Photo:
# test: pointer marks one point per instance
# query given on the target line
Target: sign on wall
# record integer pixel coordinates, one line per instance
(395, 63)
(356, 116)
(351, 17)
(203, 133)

+===+

(EXERCISE DESCRIPTION): Can you write out every line above again, requests included, but add 73 to each pixel coordinate in the answers?

(RESULT):
Photo:
# test: pointer marks one point per instance
# query given on the target line
Target: sign on wall
# record integer pixel coordinates, one line per instance
(468, 136)
(429, 189)
(424, 90)
(276, 206)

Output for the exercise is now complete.